[Region pointing data]

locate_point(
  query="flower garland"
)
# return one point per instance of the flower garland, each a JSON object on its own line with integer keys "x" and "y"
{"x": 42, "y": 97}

#### Work to complete
The records must each be output verbatim, with nothing left out.

#### Completed exercise
locate_point(
  query="flower garland"
)
# return one point per instance of the flower garland, each a JSON object on its own line with integer keys "x" and "y"
{"x": 42, "y": 97}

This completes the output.